Required work: Below is a listing from which only part is wanted; return exactly the lines from the one with "positive clicks: (357, 184)" up to and including the one with "positive clicks: (266, 302)".
-- Records to use follows --
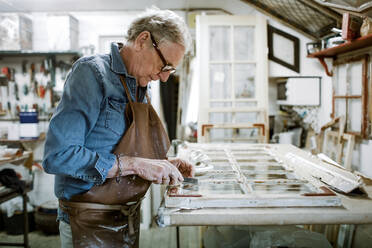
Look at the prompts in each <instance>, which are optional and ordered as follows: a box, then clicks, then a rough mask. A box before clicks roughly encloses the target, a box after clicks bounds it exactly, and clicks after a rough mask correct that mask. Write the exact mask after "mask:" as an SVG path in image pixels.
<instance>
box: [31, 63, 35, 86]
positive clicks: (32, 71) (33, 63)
mask: <svg viewBox="0 0 372 248" xmlns="http://www.w3.org/2000/svg"><path fill="white" fill-rule="evenodd" d="M30 81H31V83H32V82H33V81H35V64H34V63H31V65H30Z"/></svg>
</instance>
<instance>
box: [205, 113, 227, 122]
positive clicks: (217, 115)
mask: <svg viewBox="0 0 372 248" xmlns="http://www.w3.org/2000/svg"><path fill="white" fill-rule="evenodd" d="M231 116H232V114H231V113H209V123H211V124H222V123H231V119H232V118H231Z"/></svg>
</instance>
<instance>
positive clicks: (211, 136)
mask: <svg viewBox="0 0 372 248" xmlns="http://www.w3.org/2000/svg"><path fill="white" fill-rule="evenodd" d="M232 136H233V132H232V129H220V128H216V129H211V131H210V132H209V139H210V141H211V142H223V141H225V140H226V139H227V141H229V140H230V139H231V138H232Z"/></svg>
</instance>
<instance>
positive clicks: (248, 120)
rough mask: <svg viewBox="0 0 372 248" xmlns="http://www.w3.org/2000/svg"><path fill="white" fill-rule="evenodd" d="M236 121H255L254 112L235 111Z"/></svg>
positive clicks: (240, 122) (255, 120)
mask: <svg viewBox="0 0 372 248" xmlns="http://www.w3.org/2000/svg"><path fill="white" fill-rule="evenodd" d="M235 122H236V123H247V122H251V123H252V122H257V113H256V112H238V113H235Z"/></svg>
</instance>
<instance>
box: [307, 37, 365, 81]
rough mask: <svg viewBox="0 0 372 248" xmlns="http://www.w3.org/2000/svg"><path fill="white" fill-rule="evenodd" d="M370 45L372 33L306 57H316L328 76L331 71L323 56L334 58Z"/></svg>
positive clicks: (325, 57)
mask: <svg viewBox="0 0 372 248" xmlns="http://www.w3.org/2000/svg"><path fill="white" fill-rule="evenodd" d="M366 47H371V48H372V34H369V35H366V36H363V37H360V38H358V39H355V40H353V41H349V42H345V43H343V44H341V45H338V46H335V47H331V48H327V49H324V50H322V51H320V52H316V53H311V54H309V55H307V57H308V58H317V59H318V60H319V62H320V63H321V64H322V66H323V67H324V70H325V72H326V74H327V75H328V76H330V77H332V76H333V72H332V71H329V69H328V66H327V64H326V62H325V61H324V58H335V57H336V56H337V55H339V54H343V53H347V52H351V51H354V50H358V49H362V48H366Z"/></svg>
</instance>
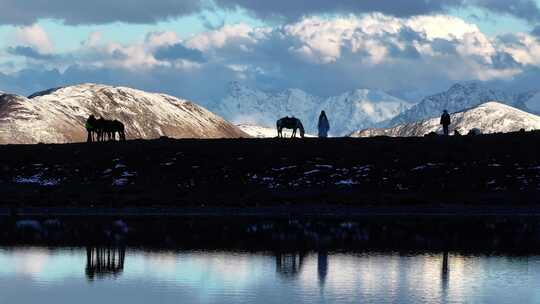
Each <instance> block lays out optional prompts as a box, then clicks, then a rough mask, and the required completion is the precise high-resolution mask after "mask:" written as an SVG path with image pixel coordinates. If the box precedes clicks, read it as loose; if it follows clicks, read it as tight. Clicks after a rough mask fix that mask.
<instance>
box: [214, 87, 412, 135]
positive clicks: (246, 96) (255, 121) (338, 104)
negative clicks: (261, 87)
mask: <svg viewBox="0 0 540 304" xmlns="http://www.w3.org/2000/svg"><path fill="white" fill-rule="evenodd" d="M411 106H412V104H410V103H408V102H405V101H403V100H401V99H399V98H396V97H394V96H391V95H389V94H387V93H385V92H383V91H378V90H355V91H351V92H348V93H345V94H342V95H340V96H334V97H330V98H327V99H323V98H320V97H317V96H313V95H310V94H307V93H305V92H303V91H301V90H297V89H289V90H285V91H282V92H277V93H267V92H263V91H259V90H254V89H250V88H248V87H245V86H242V85H240V84H238V83H237V82H233V83H231V85H230V87H229V94H228V96H227V97H225V98H224V99H223V100H222V101H221V102H220V103H218V104H215V105H214V106H212V107H211V109H212V110H213V111H214V112H216V113H218V114H220V115H222V116H223V117H225V118H226V119H228V120H230V121H232V122H234V123H237V124H255V125H260V126H265V127H273V126H274V125H275V122H276V120H277V119H279V118H281V117H285V116H295V117H298V118H300V119H301V120H302V122H303V124H304V126H305V127H306V131H307V132H310V133H317V131H316V130H317V122H318V117H319V114H320V112H321V111H322V110H325V111H326V113H327V114H328V119H329V121H330V126H331V129H330V134H332V135H343V134H349V133H350V132H352V131H354V130H358V129H360V128H365V127H370V126H373V125H375V124H377V123H379V122H381V121H385V120H388V119H390V118H392V117H394V116H396V115H398V114H399V113H401V112H402V111H403V110H406V109H408V108H410V107H411Z"/></svg>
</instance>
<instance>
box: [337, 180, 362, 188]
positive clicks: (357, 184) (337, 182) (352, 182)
mask: <svg viewBox="0 0 540 304" xmlns="http://www.w3.org/2000/svg"><path fill="white" fill-rule="evenodd" d="M336 185H344V186H352V185H358V183H357V182H355V181H353V180H352V179H345V180H340V181H338V182H336Z"/></svg>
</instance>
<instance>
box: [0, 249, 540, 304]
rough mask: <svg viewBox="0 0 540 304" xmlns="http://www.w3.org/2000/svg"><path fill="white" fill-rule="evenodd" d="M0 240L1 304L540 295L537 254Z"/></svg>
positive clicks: (266, 302) (309, 302) (131, 302)
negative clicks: (232, 251) (296, 252)
mask: <svg viewBox="0 0 540 304" xmlns="http://www.w3.org/2000/svg"><path fill="white" fill-rule="evenodd" d="M444 261H445V259H444V256H443V254H413V255H403V254H392V253H350V254H348V253H324V252H322V253H308V254H299V253H293V254H275V253H235V252H172V251H171V252H156V251H143V250H135V249H127V250H125V251H124V250H118V249H115V250H111V251H107V250H103V249H95V248H75V249H46V248H0V303H55V304H64V303H70V304H71V303H92V304H95V303H100V304H103V303H130V304H131V303H133V304H135V303H145V304H146V303H263V304H264V303H279V304H285V303H301V302H304V303H540V289H539V286H540V257H538V256H529V257H508V256H464V255H459V254H449V255H448V259H447V263H445V262H444Z"/></svg>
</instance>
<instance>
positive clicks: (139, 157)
mask: <svg viewBox="0 0 540 304" xmlns="http://www.w3.org/2000/svg"><path fill="white" fill-rule="evenodd" d="M539 155H540V133H536V132H527V133H513V134H494V135H484V136H473V137H468V136H464V137H449V138H442V137H435V138H386V137H380V138H369V139H352V138H351V139H349V138H339V139H328V140H319V139H303V140H300V139H296V140H288V139H283V140H279V139H227V140H172V139H160V140H153V141H128V142H124V143H119V142H110V143H95V144H66V145H6V146H0V159H1V162H0V204H1V205H2V206H10V207H13V206H18V207H25V206H26V207H28V206H37V207H43V206H46V207H50V206H61V207H74V206H75V207H92V206H94V207H98V206H101V207H126V206H132V207H137V206H138V207H141V206H144V207H151V206H163V207H172V206H174V207H184V206H189V207H216V206H218V207H219V206H235V207H245V206H250V207H261V206H304V207H306V208H309V206H313V205H317V206H320V205H324V206H338V205H340V206H357V207H366V206H367V207H369V206H431V207H432V206H460V207H463V206H469V205H471V206H477V207H478V206H480V207H481V206H518V205H519V206H531V205H532V206H534V205H536V204H539V203H540V196H539V195H538V194H540V159H539Z"/></svg>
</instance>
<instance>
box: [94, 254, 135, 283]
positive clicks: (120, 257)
mask: <svg viewBox="0 0 540 304" xmlns="http://www.w3.org/2000/svg"><path fill="white" fill-rule="evenodd" d="M125 257H126V249H125V248H123V247H122V248H105V247H87V248H86V269H85V270H86V271H85V272H86V277H87V278H88V280H90V281H93V280H94V279H95V278H97V279H102V278H105V277H108V276H113V277H117V276H119V275H120V274H121V273H122V272H123V271H124V260H125Z"/></svg>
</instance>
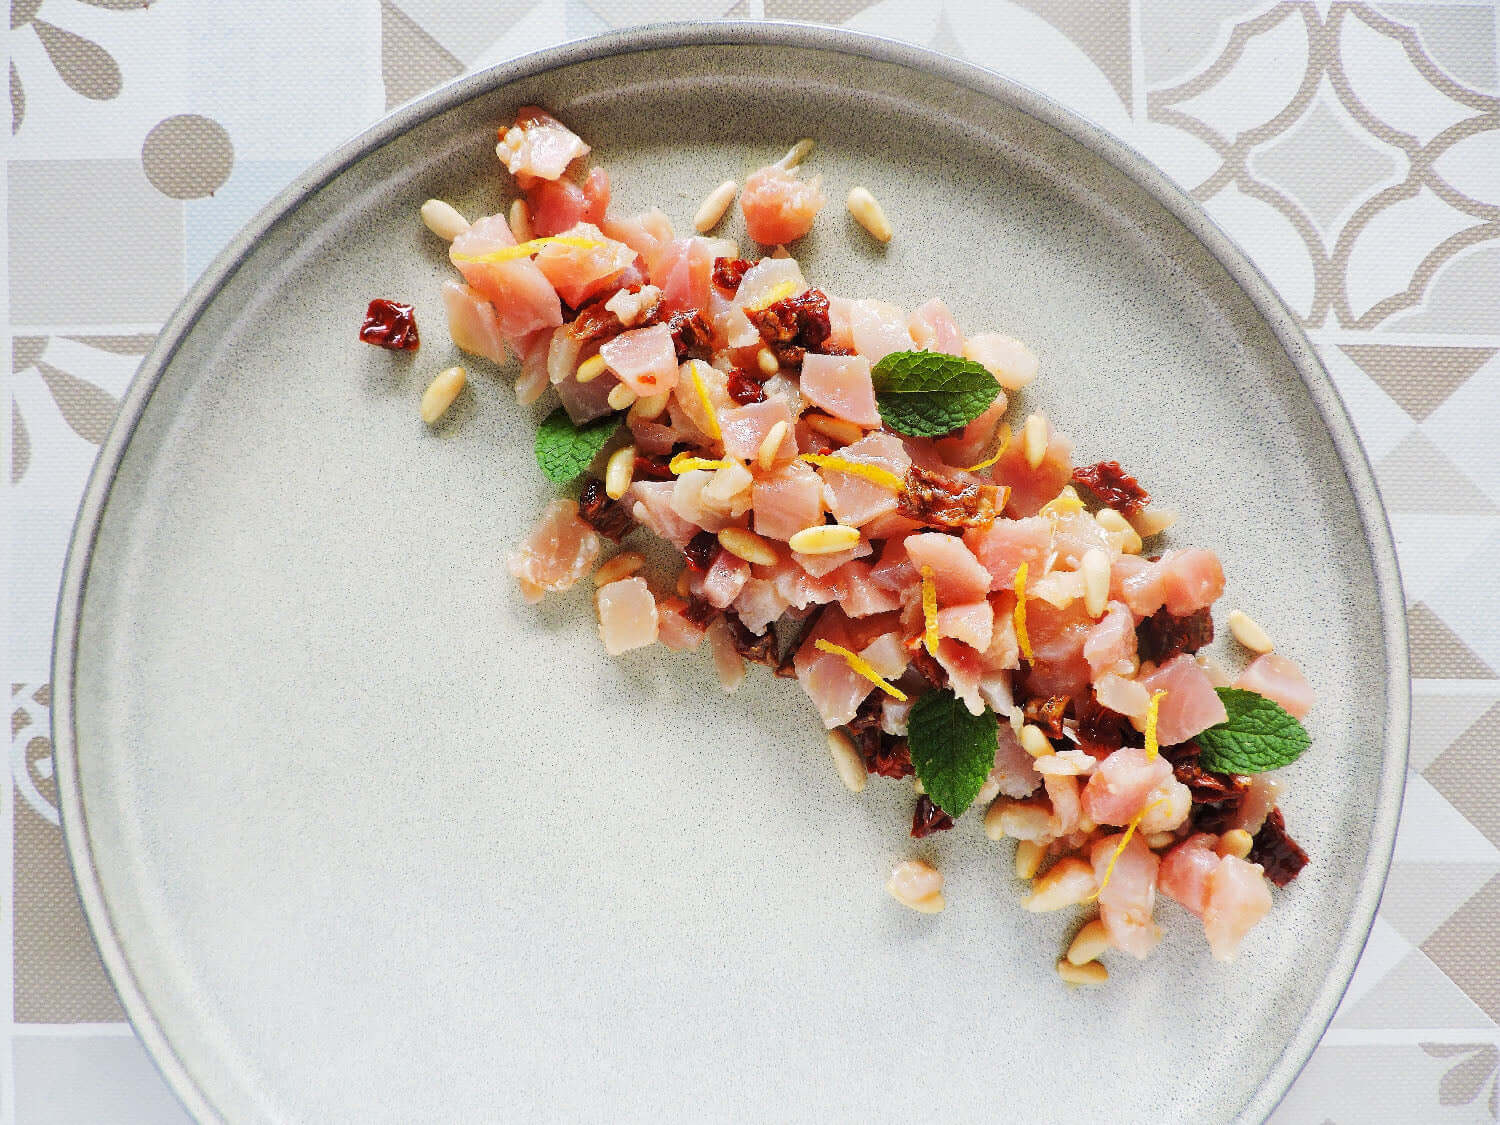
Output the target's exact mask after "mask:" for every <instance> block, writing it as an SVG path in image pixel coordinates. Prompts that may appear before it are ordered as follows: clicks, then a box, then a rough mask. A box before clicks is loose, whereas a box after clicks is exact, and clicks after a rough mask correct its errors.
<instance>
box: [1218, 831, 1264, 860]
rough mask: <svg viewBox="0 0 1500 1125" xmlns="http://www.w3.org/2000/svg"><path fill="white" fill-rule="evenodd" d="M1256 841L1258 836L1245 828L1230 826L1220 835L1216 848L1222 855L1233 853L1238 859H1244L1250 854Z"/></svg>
mask: <svg viewBox="0 0 1500 1125" xmlns="http://www.w3.org/2000/svg"><path fill="white" fill-rule="evenodd" d="M1254 843H1256V838H1254V837H1253V835H1251V834H1250V832H1247V831H1245V829H1244V828H1230V829H1229V831H1227V832H1224V835H1221V837H1220V844H1218V849H1217V850H1218V853H1220V855H1233V856H1235V858H1236V859H1244V858H1245V856H1247V855H1250V849H1251V846H1253V844H1254Z"/></svg>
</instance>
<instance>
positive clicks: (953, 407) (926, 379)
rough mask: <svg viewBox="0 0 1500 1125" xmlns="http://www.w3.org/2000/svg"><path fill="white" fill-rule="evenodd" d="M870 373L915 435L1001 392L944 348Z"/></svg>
mask: <svg viewBox="0 0 1500 1125" xmlns="http://www.w3.org/2000/svg"><path fill="white" fill-rule="evenodd" d="M870 377H871V380H873V381H874V405H876V407H877V408H879V411H880V419H882V420H883V422H885V425H886V426H889V428H891V429H894V431H895V432H897V434H909V435H910V437H913V438H936V437H942V435H944V434H948V432H951V431H956V429H959V428H960V426H968V425H969V423H971V422H974V420H975V419H977V417H980V416H981V414H984V411H986V410H989V407H990V404H992V402H995V396H996V395H999V393H1001V386H999V384H998V383H996V381H995V377H993V375H990V372H989V371H986V369H984V368H983V366H980V365H978V363H975V362H974V360H966V359H963V357H960V356H947V354H944V353H941V351H892V353H891V354H889V356H886V357H885V359H883V360H880V362H879V363H876V365H874V369H873V371H871V372H870ZM945 811H947V810H945Z"/></svg>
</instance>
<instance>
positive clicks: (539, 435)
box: [537, 407, 619, 484]
mask: <svg viewBox="0 0 1500 1125" xmlns="http://www.w3.org/2000/svg"><path fill="white" fill-rule="evenodd" d="M616 429H619V416H618V414H606V416H604V417H601V419H595V420H594V422H586V423H583V425H582V426H574V425H573V422H571V420H570V419H568V416H567V411H565V410H562V408H561V407H558V408H556V410H555V411H552V413H550V414H547V417H546V420H544V422H543V423H541V425H540V426H538V428H537V463H538V465H540V466H541V471H543V472H546V474H547V480H550V481H552V483H553V484H567V483H568V481H570V480H573V478H574V477H576V475H577V474H579V472H582V471H583V469H586V468H588V465H589V462H591V460H592V459H594V458H597V456H598V452H600V450H601V449H604V446H606V444H607V443H609V440H610V438H612V437H615V431H616Z"/></svg>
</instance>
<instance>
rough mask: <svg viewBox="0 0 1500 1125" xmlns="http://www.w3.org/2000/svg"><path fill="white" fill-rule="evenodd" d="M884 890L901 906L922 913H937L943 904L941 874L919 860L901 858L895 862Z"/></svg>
mask: <svg viewBox="0 0 1500 1125" xmlns="http://www.w3.org/2000/svg"><path fill="white" fill-rule="evenodd" d="M885 889H886V891H889V892H891V897H892V898H895V901H898V903H900V904H901V906H910V907H912V909H913V910H921V912H922V913H938V912H939V910H941V909H942V907H944V906H945V903H944V897H942V874H941V873H939V871H938V868H935V867H933V865H932V864H927V862H922V861H921V859H903V861H901V862H898V864H895V868H894V870H892V871H891V879H889V882H886V883H885Z"/></svg>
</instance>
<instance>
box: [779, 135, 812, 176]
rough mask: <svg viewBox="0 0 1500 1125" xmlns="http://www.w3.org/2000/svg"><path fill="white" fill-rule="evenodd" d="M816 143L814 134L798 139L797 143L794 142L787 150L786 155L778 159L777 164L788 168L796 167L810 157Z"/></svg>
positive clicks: (784, 167)
mask: <svg viewBox="0 0 1500 1125" xmlns="http://www.w3.org/2000/svg"><path fill="white" fill-rule="evenodd" d="M814 144H816V141H813V138H811V136H804V138H802V139H801V141H798V142H796V144H793V145H792V147H790V148H787V150H786V156H783V157H781V159H780V160H777V162H775V166H777V168H787V169H792V168H795V166H796V165H799V163H801V162H802V160H805V159H807V157H808V154H810V153H811V151H813V145H814Z"/></svg>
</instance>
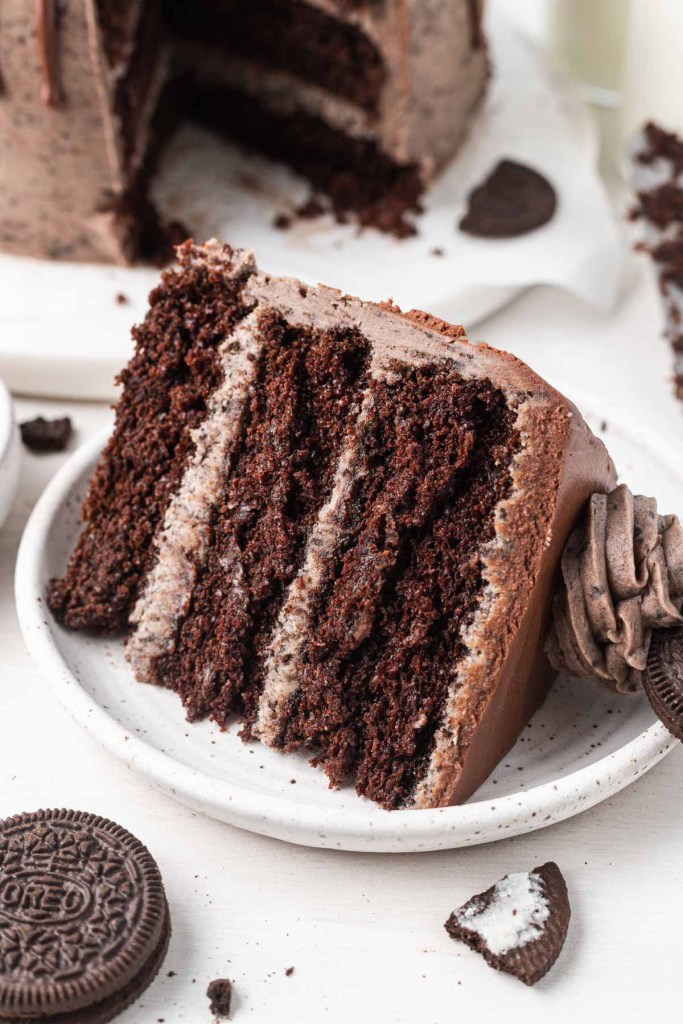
-- Records to use concluded --
Problem solution:
positive clicks: (357, 184) (337, 182) (352, 182)
mask: <svg viewBox="0 0 540 304" xmlns="http://www.w3.org/2000/svg"><path fill="white" fill-rule="evenodd" d="M336 185H344V186H352V185H358V183H357V182H355V181H353V180H352V179H345V180H340V181H338V182H336Z"/></svg>
</instance>
<instance>
box: [0, 249, 540, 304]
rough mask: <svg viewBox="0 0 540 304" xmlns="http://www.w3.org/2000/svg"><path fill="white" fill-rule="evenodd" d="M0 240L1 304L540 295L537 254Z"/></svg>
positive clicks: (266, 302) (309, 302) (131, 302)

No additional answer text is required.